**Task details:**
Format the data from the line with "-- select a point on the face" to the line with "[(80, 109)]" as a two-column CSV headed input and output. Give each input and its output one row, with each value in its own double-quoted field and line breaks turned into spaces, and leave out the pictures.

start The records

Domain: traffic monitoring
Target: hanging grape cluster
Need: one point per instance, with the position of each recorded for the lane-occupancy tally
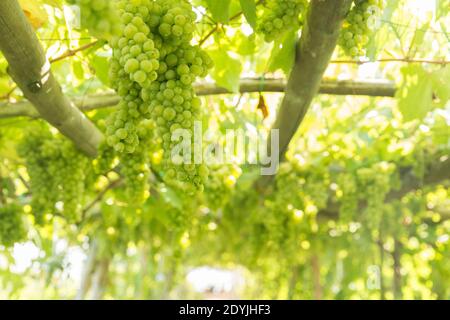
(58, 173)
(280, 16)
(12, 227)
(98, 16)
(360, 22)
(153, 70)
(376, 182)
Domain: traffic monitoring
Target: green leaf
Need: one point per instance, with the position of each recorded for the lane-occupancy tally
(283, 53)
(442, 8)
(249, 10)
(220, 9)
(227, 71)
(415, 96)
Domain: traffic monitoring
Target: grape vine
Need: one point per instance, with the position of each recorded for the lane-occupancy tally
(153, 69)
(280, 16)
(12, 227)
(58, 173)
(359, 24)
(98, 16)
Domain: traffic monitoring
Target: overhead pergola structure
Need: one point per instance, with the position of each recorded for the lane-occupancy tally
(30, 69)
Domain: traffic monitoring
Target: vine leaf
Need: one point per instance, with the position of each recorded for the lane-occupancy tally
(228, 77)
(283, 53)
(220, 10)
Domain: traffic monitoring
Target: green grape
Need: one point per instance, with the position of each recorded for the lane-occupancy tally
(280, 16)
(58, 174)
(358, 25)
(135, 167)
(349, 199)
(99, 17)
(152, 69)
(220, 184)
(12, 227)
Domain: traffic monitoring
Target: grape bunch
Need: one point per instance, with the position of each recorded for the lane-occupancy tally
(153, 69)
(280, 16)
(58, 173)
(376, 183)
(99, 17)
(360, 22)
(12, 227)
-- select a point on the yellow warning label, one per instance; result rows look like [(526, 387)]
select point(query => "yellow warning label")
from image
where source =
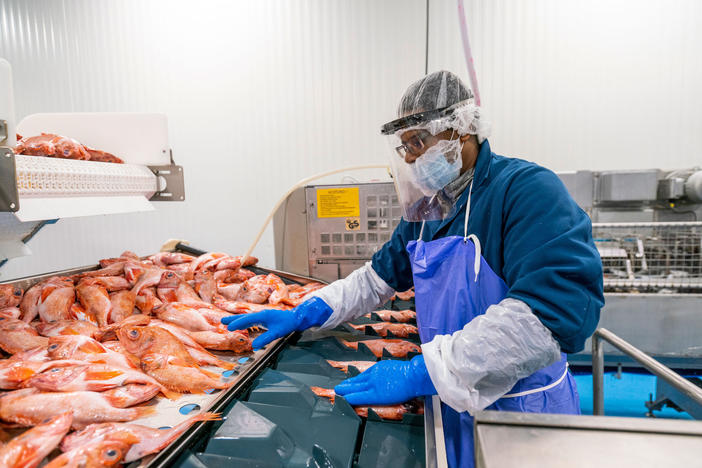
[(338, 203), (353, 224)]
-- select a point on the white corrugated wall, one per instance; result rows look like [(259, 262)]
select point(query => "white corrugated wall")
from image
[(262, 93), (571, 84)]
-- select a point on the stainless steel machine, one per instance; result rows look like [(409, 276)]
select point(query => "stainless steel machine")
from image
[(647, 225)]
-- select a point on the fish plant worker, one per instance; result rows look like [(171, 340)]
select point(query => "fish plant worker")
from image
[(506, 275)]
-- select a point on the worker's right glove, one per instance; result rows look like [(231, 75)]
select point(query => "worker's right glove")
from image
[(311, 313), (388, 382)]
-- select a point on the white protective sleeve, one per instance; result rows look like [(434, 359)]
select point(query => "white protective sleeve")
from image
[(359, 293), (475, 366)]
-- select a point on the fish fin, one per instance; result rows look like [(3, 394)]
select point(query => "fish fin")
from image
[(210, 374), (102, 375), (144, 411), (20, 374), (91, 347), (171, 395), (207, 417)]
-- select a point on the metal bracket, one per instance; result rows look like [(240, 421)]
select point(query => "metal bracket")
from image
[(3, 132), (9, 199), (171, 184)]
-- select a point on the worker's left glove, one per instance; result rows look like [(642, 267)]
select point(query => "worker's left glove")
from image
[(388, 383), (311, 313)]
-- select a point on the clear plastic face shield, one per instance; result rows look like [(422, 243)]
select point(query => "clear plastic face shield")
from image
[(426, 156)]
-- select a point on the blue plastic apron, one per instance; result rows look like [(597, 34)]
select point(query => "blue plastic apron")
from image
[(453, 284)]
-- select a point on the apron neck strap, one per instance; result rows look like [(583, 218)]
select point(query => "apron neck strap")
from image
[(465, 222)]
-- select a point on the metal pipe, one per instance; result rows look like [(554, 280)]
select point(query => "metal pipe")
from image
[(656, 368), (597, 375)]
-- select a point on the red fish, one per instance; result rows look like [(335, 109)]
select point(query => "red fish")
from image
[(401, 316), (164, 259), (84, 348), (28, 305), (68, 327), (10, 296), (233, 276), (405, 295), (109, 451), (130, 395), (344, 365), (205, 285), (228, 290), (57, 296), (187, 317), (180, 376), (401, 330), (95, 300), (30, 448), (299, 295), (92, 377), (29, 407), (10, 312), (16, 336), (396, 348), (15, 373), (122, 305), (392, 412), (223, 340), (147, 301), (151, 440)]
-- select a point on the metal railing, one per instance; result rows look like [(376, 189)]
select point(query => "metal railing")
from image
[(690, 390)]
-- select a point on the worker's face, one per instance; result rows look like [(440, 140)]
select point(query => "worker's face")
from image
[(414, 143)]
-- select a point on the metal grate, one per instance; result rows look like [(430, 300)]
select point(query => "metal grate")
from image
[(646, 256)]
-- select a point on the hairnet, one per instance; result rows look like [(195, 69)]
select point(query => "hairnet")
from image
[(441, 90), (435, 91)]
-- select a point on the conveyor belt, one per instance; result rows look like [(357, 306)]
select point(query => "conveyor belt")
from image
[(279, 422)]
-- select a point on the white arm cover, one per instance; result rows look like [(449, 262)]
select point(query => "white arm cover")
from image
[(359, 293), (477, 365)]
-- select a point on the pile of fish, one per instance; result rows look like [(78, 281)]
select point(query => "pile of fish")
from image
[(57, 146), (87, 351)]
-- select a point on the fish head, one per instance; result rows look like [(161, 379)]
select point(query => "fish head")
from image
[(153, 361), (240, 343), (169, 279), (56, 378), (73, 346), (136, 340), (10, 296)]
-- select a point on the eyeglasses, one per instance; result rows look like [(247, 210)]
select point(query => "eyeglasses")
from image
[(415, 144)]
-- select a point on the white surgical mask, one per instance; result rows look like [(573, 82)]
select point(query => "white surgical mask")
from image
[(438, 166)]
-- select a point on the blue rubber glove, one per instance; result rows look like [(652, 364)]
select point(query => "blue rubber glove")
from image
[(388, 383), (311, 313)]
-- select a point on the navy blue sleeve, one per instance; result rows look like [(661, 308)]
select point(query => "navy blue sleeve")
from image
[(392, 262), (550, 260)]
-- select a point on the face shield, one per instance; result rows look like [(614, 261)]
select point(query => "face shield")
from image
[(426, 156)]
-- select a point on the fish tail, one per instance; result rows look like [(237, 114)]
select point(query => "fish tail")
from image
[(171, 395), (144, 411), (210, 374), (207, 417)]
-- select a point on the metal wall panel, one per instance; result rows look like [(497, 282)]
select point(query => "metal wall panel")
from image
[(604, 84), (259, 94)]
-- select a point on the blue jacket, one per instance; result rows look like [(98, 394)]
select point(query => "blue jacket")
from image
[(532, 234)]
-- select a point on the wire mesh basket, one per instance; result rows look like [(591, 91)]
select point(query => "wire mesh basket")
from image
[(650, 256)]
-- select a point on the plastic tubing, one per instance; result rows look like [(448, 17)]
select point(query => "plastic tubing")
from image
[(468, 52), (299, 184)]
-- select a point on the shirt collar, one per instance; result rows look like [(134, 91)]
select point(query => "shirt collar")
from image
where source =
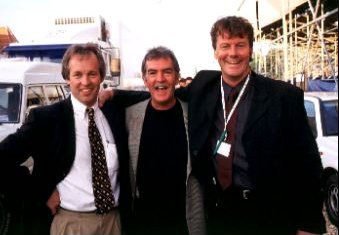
[(80, 109)]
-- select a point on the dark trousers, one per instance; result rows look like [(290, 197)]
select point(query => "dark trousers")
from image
[(156, 219), (242, 213)]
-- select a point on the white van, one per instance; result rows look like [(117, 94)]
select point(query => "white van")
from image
[(322, 112), (25, 85)]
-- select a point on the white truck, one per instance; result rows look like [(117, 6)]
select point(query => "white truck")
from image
[(65, 32), (24, 86), (322, 112)]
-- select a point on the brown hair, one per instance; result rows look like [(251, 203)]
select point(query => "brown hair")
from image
[(157, 53), (82, 49), (234, 26)]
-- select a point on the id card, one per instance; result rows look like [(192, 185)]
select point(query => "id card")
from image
[(224, 149)]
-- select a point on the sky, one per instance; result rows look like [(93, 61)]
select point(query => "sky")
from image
[(136, 25)]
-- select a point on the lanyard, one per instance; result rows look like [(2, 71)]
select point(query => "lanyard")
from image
[(227, 118)]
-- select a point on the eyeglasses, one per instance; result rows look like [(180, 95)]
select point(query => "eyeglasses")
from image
[(166, 73)]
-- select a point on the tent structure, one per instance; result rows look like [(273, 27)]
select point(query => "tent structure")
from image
[(6, 37), (295, 39), (264, 12)]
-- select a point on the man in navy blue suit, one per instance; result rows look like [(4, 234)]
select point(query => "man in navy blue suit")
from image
[(57, 137), (258, 158)]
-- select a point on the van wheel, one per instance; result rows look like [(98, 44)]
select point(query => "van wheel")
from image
[(331, 198), (4, 216)]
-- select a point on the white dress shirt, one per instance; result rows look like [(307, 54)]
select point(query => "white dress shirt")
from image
[(76, 191)]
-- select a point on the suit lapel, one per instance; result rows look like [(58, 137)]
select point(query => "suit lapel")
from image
[(64, 143), (260, 101)]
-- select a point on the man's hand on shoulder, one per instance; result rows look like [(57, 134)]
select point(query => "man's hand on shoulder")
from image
[(305, 233), (105, 95), (53, 202)]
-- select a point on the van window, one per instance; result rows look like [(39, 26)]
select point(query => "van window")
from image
[(9, 102), (54, 93), (35, 97), (310, 110)]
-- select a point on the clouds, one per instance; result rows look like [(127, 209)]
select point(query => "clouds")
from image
[(136, 25)]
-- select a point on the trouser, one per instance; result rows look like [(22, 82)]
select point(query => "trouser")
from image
[(68, 222), (155, 219), (240, 212)]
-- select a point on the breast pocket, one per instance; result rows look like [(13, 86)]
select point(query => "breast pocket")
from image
[(112, 158)]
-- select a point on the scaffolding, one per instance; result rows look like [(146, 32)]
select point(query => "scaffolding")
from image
[(301, 45)]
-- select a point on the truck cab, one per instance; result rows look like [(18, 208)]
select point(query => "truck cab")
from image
[(24, 86)]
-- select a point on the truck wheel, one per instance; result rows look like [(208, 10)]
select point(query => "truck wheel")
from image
[(4, 217), (331, 198)]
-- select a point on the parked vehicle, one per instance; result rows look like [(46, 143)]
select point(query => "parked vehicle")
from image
[(66, 32), (24, 86), (322, 112)]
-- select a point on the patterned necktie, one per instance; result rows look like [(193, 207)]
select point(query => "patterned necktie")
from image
[(224, 164), (103, 195)]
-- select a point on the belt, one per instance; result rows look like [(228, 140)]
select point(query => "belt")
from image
[(238, 193), (84, 212)]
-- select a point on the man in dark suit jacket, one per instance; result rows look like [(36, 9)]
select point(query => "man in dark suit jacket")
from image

end The records

**Reply:**
input,output
"-- select a point on the face shield, one per instance; result rows look like [(614, 261)] select point(query => ""face shield"") from image","[(426, 156)]"
"-- select a point on the fish tail, one per instance; result rows look like [(237, 114)] select point(query => ""fish tail"") from image","[(171, 395), (144, 411), (210, 374), (207, 417)]"
"-- select a point on the metal wall panel, one per instance; result rows look like [(497, 282)] select point(query => ""metal wall panel"") from image","[(604, 84), (259, 94)]"
"-- select a point on the blue jacket, one per instance; result rows look like [(98, 394)] select point(query => ""blue jacket"") from image","[(532, 234)]"
"-- select a point on the wire mesh basket, one per instance; result rows look like [(591, 91)] select point(query => ""wire mesh basket"") from image","[(650, 256)]"
"-- select a point on the plastic tubing, one per instance; result rows look like [(448, 17)] select point(query => ""plastic tubing"") from image","[(468, 52), (299, 184)]"
"-- select a point on the shirt collar, one per instance; result rows look like [(134, 91)] select point(query => ""shirt collar"") from image where source =","[(80, 109)]"